> [Data section]:
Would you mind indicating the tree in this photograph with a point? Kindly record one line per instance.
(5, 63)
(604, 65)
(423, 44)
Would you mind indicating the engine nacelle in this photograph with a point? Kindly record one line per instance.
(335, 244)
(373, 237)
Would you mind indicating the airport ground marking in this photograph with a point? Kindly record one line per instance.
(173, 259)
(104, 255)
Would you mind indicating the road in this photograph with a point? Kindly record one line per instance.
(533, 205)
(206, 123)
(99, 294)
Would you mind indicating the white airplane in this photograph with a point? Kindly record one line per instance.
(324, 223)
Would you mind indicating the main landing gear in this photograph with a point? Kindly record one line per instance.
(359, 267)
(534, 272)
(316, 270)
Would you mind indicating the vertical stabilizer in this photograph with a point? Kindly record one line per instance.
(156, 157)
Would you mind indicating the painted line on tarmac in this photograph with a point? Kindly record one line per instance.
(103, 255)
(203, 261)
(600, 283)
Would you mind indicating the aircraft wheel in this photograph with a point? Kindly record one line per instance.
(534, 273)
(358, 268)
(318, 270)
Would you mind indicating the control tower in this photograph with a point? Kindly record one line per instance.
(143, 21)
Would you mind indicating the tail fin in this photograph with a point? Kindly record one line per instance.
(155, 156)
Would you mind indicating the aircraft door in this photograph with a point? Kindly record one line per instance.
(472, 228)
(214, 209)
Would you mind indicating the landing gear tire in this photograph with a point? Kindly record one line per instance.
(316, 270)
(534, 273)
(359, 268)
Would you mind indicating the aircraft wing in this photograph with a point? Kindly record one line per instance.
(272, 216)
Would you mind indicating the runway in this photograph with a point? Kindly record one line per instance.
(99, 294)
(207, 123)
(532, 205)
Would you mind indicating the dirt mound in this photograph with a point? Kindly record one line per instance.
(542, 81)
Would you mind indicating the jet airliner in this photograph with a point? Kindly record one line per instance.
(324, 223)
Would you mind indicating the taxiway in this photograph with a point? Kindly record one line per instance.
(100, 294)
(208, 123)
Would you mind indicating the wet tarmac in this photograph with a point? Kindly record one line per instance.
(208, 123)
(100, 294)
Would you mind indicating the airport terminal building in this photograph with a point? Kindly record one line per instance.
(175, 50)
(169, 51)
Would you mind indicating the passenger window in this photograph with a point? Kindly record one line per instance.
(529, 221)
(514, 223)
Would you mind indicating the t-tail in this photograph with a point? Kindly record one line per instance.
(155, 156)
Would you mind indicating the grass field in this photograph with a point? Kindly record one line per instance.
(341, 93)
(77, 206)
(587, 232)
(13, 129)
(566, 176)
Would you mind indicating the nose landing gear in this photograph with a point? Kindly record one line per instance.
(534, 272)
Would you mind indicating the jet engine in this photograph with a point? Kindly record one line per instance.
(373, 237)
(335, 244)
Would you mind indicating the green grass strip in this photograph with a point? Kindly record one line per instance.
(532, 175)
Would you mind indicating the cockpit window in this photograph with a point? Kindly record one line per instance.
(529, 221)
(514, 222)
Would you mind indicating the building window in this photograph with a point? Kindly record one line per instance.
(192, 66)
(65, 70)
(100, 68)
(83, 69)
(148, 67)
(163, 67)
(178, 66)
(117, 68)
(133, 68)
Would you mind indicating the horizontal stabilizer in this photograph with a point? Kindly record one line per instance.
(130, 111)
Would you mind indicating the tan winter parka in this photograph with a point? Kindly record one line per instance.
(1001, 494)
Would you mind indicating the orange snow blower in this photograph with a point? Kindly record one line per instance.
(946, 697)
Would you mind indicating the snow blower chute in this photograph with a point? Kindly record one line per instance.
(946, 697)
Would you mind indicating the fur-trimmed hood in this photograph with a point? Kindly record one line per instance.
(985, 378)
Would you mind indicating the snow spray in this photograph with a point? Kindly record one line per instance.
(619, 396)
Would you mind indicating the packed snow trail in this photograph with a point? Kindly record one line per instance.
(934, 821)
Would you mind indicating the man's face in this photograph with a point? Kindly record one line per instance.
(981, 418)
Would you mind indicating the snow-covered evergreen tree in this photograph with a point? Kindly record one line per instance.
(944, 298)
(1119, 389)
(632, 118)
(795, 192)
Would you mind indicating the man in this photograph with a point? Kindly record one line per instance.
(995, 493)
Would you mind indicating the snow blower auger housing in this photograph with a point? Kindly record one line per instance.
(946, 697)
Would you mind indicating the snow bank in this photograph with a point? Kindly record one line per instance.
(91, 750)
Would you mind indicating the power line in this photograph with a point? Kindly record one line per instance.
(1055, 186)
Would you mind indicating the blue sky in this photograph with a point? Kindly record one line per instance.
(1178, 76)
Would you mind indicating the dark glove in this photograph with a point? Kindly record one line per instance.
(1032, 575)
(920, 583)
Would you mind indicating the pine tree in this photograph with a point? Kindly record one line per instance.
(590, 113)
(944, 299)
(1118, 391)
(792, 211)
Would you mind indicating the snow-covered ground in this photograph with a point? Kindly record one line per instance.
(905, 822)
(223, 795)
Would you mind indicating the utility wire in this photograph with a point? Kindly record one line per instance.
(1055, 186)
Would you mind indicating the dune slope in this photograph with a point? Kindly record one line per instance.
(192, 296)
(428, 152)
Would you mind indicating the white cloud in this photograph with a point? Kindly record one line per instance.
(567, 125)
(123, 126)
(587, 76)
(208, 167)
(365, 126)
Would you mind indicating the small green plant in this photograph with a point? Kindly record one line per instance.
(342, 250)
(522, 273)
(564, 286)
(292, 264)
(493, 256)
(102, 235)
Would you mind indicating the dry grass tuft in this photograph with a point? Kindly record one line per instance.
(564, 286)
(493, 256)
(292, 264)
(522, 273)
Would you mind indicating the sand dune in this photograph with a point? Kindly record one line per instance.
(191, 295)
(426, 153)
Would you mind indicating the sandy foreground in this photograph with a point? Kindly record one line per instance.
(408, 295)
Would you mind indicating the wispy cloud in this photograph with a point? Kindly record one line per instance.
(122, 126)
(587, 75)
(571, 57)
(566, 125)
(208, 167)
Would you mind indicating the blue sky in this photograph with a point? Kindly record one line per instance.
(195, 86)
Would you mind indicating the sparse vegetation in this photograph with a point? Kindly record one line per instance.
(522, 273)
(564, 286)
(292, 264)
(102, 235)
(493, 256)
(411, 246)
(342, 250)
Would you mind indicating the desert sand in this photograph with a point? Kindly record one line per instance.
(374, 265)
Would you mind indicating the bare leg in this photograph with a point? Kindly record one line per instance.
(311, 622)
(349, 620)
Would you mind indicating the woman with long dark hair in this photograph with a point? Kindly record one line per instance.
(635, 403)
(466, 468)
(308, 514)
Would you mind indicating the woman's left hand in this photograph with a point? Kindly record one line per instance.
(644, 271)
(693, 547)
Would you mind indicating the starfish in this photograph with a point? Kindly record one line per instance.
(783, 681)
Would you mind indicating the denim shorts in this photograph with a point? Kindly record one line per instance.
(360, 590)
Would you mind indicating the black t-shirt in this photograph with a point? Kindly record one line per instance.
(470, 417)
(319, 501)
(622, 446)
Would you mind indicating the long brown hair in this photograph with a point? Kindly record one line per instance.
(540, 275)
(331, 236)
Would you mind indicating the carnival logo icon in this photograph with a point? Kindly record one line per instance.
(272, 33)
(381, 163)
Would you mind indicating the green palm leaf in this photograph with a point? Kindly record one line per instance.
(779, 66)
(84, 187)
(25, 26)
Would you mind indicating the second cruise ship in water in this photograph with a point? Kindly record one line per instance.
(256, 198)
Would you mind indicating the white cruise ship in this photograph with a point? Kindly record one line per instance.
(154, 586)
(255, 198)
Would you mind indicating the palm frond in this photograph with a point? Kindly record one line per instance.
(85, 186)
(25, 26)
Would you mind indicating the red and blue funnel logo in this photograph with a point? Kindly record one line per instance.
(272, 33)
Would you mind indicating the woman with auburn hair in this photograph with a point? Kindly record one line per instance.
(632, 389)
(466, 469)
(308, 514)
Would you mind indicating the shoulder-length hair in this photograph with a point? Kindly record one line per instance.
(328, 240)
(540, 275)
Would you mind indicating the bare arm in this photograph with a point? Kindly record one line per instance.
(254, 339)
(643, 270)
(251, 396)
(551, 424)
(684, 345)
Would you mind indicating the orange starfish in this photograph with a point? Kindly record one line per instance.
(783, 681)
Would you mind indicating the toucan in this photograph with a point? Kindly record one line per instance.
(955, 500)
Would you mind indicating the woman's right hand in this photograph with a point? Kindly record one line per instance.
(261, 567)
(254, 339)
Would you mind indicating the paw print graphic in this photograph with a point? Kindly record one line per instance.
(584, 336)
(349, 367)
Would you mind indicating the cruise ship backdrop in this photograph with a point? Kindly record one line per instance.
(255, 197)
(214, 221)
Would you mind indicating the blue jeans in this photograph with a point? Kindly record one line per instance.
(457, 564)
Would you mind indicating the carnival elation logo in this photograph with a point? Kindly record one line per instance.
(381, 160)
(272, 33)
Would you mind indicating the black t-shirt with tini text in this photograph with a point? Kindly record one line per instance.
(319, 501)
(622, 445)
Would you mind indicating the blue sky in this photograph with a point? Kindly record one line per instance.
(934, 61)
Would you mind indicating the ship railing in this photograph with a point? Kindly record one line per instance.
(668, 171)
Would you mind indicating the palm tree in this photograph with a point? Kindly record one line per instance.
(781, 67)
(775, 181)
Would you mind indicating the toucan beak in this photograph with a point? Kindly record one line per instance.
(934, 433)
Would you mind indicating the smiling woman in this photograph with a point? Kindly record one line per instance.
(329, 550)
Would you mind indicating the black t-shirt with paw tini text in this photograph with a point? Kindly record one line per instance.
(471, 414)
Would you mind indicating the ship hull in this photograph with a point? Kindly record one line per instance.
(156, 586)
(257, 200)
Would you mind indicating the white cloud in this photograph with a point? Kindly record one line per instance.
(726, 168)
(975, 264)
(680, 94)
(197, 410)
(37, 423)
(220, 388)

> [Your instructions]:
Copy out exactly the lines between the line with "Would you mind indicating the toucan beak" and the last line of the entries, counting both of those lines.

> [Solution]:
Would you mind indicating the toucan beak in this photograph with a point? Kindly record one line per instance.
(934, 433)
Would you mind indicating the smiling woman in this photograph with a point? Kindly record one line per instance.
(329, 550)
Would you mind indicating the black t-shirt with paw tini text in this photograph with a point? Kindly record one line per instance.
(471, 414)
Would you mind indicating the ship hull in this photograph with a point? Kindly record one line per instance.
(156, 586)
(257, 200)
Would you mind indicating the white cloud in this photograph with a point? Kindly record one line per instance.
(726, 168)
(975, 264)
(680, 94)
(197, 410)
(37, 423)
(220, 388)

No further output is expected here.